## To do
(A) Please retype the stretch from "--------[ Delete from" through "not the author." in the CORRECT source posting.
(B) Decide whether each statement agrees with the CORRECT source posting, answering yes or no and quoting the words that settle it: (i) The poster wrote the CORRECT program. (ii) The source is meant to be extracted with csh. (iii) The first posting of this source arrived intact.

## Excerpted text
--------------------

[net.sources] CORRECT source

rlr@avsdS.UUCP (Rhode L. Roberts) (05/15/85)

*** REPLACE THIS LINE WITH YOUR MESSAGE ***

*** REPLACE THIS LINE WITH YOUR MESSAGE ***

--------[ Delete from line one to and including this line. ]-----------
#
#	Here is the source for "CORRECT"
#	(Use csh to extract)
#       
#	This is the second posting of this source.
#	The first got munged in the mailer ( sorry ).
#
#	It was originaly posted to the net about
#	two years ago.  I am not the author.
#	In the #define statements I commented out
#	the old stuff and reset them to point to
#	4.2 BSD directories.  It all seems to work
#	for me.
#
#	R. Roberts
#	Ampex Corp.
#	Redwood City, Ca.
#	!fortune!dsd!avsdS:rlr
#------------------------------------------------------------
#

cat > Makefile << 'graBITanSTACKit: Wed May 15 08:40:32 PDT 1985'
BIN = /usr/local
MAN = /usr/man/manl
ROFF = nroff
SRCS = correct.c
CFLAGS = -O
correct:	$(SRCS)

--------------------

## Dataset section
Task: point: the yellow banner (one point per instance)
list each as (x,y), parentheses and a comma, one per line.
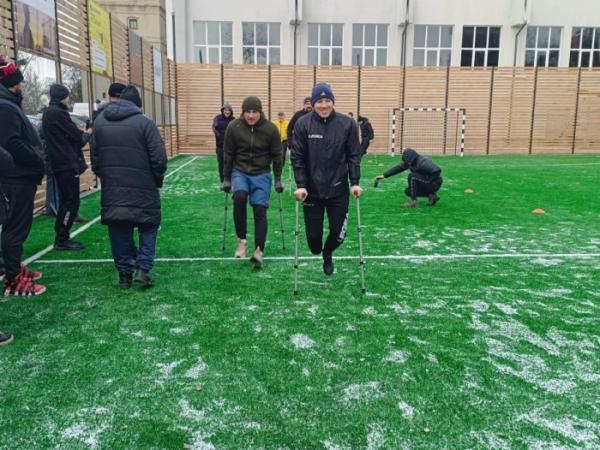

--------------------

## Answers to each task
(A)
--------[ Delete from line one to and including this line. ]-----------
#
#	Here is the source for "CORRECT"
#	(Use csh to extract)
#       
#	This is the second posting of this source.
#	The first got munged in the mailer ( sorry ).
#
#	It was originaly posted to the net about
#	two years ago.  I am not the author.

(B)
(i) No: "I am not the author."
(ii) Yes: "(Use csh to extract)"
(iii) No: "The first got munged in the mailer"